- Kurze Übung 1 -
Beantworten Sie anhand des Artikels über Unicredit und die Commerzbank die folgenden Fragen:
(a) Mit welcher Zeitung führte Andrea Orcel das Gespräch?
(b) Wie viel Prozent der Commerzbank-Aktien hält die Unicredit derzeit?
(c) Bei welcher Institution will die Unicredit eine Genehmigung beantragen?
- Kurze Übung 2 -
Schreiben Sie den Artikel über Unicredit und die Commerzbank im Anschluss an seinen letzten Satz weiter.

===== Auszug =====

Unicredit-CEO Andrea Orcel ist nach seinem Commerzbank-Coup von den ablehnenden Reaktionen aus Deutschland überrascht. „In den letzten zwei bis drei Jahren haben wir der deutschen Regierung und einer Reihe von anderen Beteiligten wiederholt unser Interesse an der Commerzbank signalisiert“, betont Orcel in einem aktuellen Gespräch mit der Frankfurter Allgemeinen Zeitung (FAZ). Auch beim Versteigerungsprozess der Finanzagentur sei man nicht unerwünscht gewesen.
Seit sich seine Unicredit in der vergangenen Woche darüber ein größeres Aktienpaket aus dem Portfolio des Bundes an der Commerzbank gesichert hat und nun mit 9 Prozent deren zweitgrößter Aktionär ist, ist die Aufregung groß. „Im Moment sind wir nur ein Finanzinvestor bei der Commerzbank. Wir könnten die Beteiligung auch wieder verkaufen und einen bedeutenden Gewinn machen, denn der Aktienkurs der Commerzbank ist schön gestiegen“, versucht Orcel zwar die Gemüter zu beruhigen.
Doch trotz des Beteuerns verschiedener Optionen bleibt es offensichtlich sein bevorzugtes Szenario, die Anteile an der Commerzbank über die aktuellen 9 Prozent zu erhöhen – bis hin zu einer möglichen Übernahme und Integration des deutschen Instituts in seine Unicredit.
Orcel betont Vorteile einer Übernahme der Commerzbank
Entsprechende Vorbereitungen dazu laufen bereits. Die italienische Großbank hat angekündigt, bei der Europäischen Zentralbank (EZB) eine Genehmigung beantragen zu wollen, um ihr Commerzbank-Aktienpaket bei Bedarf über die Schwelle von 10 Prozent hinaus ausbauen zu dürfen. Laut unbestätigten Medienberichten soll zeitnah ein entsprechender Antrag eingereicht werden, bei dem der Anteil mit bis zu 30 Prozent beziffert ist.

===== Rohdaten =====

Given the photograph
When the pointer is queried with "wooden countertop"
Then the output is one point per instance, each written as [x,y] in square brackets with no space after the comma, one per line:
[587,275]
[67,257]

=====

- Richtige Antwort 1 -
(a) Mit der Frankfurter Allgemeinen Zeitung (FAZ).
(b) 9 Prozent.
(c) Bei der Europäischen Zentralbank (EZB).

- Richtige Antwort 2 -
Deshalb wird Orcel nicht müde, die Vorteile, die er bei einer Fusion von Commerzbank und Unicredit sieht, zu betonen: „Deutschland braucht mehr Wettbewerb im Bankensektor. Eine zweite starke und profitable Bank könnte dabei helfen“, zitiert ihn die FAZ. Im Verbund mit Unicredit und deren deutscher Tochter Hypovereinsbank (HVB) stünde der Commerzbank mehr Kapital zur Verfügung, was sich wiederum positiv auf das Produktangebot auswirken würde, etwa im Kreditgeschäft oder bei Kapitalfinanzierungen für Unternehmen.
Kreditentscheidungen treffen laut Orcel ohnehin die Ländergesellschaften selbst, nicht Mailand. „Aus all diesen Gründen erhielten wir eine relativ positive Reaktion aus der Unternehmenswelt, besonders aus dem Mittelstand“, berichtet Orcel.
Unicredit-Chef Orcel: Deutschland hat viel Gewicht
Auch Bedenken, dass die Commerzbank im Falle einer Übernahme Entscheidungsbefugnisse und Kompetenzen an Mailand abgeben muss und dadurch der deutsche Bankensektor insgesamt geschwächt wird, versucht Orcel aus dem Weg zu räumen. Er betont ein „föderales Modell“, bei dem Deutschland schon heute viel Gewicht habe: „Die HVB ist innerhalb unserer Gruppe eine der unabhängigsten und einflussreichsten Banken. Das wäre auch für die Commerzbank der Fall, wenn wir einen Deal mit ihnen machen. Dann wäre Deutschland ungefähr so groß wie Italien, das heute unser größter Markt ist.“
Die Unicredit hatte die deutsche Hypovereinsbank (HVB) 2005 übernommen. Seitdem pflegt sie über ihre Tochter traditionell ein enges Verhältnis zum deutschen Mittelstand – ähnlich wie die Commerzbank.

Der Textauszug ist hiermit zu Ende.